Illustration: Iunia Reff​

Parlamentswahl 2024 - Wer entscheidet für uns?

Autor(in): Maria Mihai

 

Wann war das letzte Mal, dass du dir gedacht hast: “Boah, warum ist das eigentlich verboten? Wer hat denn diese Entscheidung getroffen?” Unabhangig davon, um welche genaue Maßnahme es geht und ob man mit ihr einverstanden ist oder nicht, kann man meistens die genaue Antwort zu diesen Fragen herausfinden. 

Die meisten von euch haben wahrscheinlich bemerkt, dass der öffentliche Raum in den letzten Monaten mit Plakaten, Veröffentlichungen, Diskussionen und Debatten zum Thema Wahlen bedeckt war. Man könnte also meinen, dass der Präsident, dem in der letzten Zeit so viel Aufmerksamkeit geschenkt wurde, die Person ist, auf die man achten sollte, wenn man wissen will, warum eine bestimmte Regelung so ist, wie sie ist.

 

Aber es gibt noch eine Reihe von Abstimmungen, auf die wir unsere Aufmerksamkeit richten müssen, und zwar genau eine Woche nach der Präsidentenwahlen. Am 1. Dezember sind alle Bürger:innen über 18 Jahre zur Wahl des neuen Parlaments aufgerufen.
################
AUFGABE A.
An welchem Tag sind laut dem Auszug zur Parlamentswahl 2024 alle Bürger:innen über 18 Jahre zur Wahl des neuen Parlaments aufgerufen?
AUFGABE B.
Setze den Text über die Parlamentswahl 2024 nach seinem letzten Satz fort.

VERFÜGBARE DATEN.
################
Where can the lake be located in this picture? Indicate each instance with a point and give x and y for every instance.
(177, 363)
################
SCHRIFTLICHE ANTWORT A.
Am 1. Dezember.

SCHRIFTLICHE ANTWORT B.
 

Kurz gesagt: wir wählen 332 Abgeordnete und 137 Senatoren, unsere Vertreter im rumänischen Parlament. Jeder der 41 Landkreise (zuzüglich des Bezirks Bukarest) stellt einen Wahlkreis dar, in dem eine Anzahl von Abgeordneten und Senatoren entsprechend der Einwohnerzahl des Landkreises gewählt wird. Jeder Abgeordnete vertritt durchschnittlich etwa 73.000 Einwohner und jeder Senator 168.000 Einwohner. 

 

Dies ist der Fall, weil das rumänische Parlament aus zwei Kammern besteht, die unterschiedliche Funktionen haben. Beide nehmen Gesetze, Entschließungen und Anträge in Anwesenheit der Mehrheit ihrer Mitglieder an. Die Gesetzgebungsvorschläge werden zunächst in der zuerst angerufenen Kammer erörtert, die für ihre Annahme zuständig ist.

Von der Rumänischen Studentenunion organisierte Veranstaltung und Debatte zum Thema Wahlen.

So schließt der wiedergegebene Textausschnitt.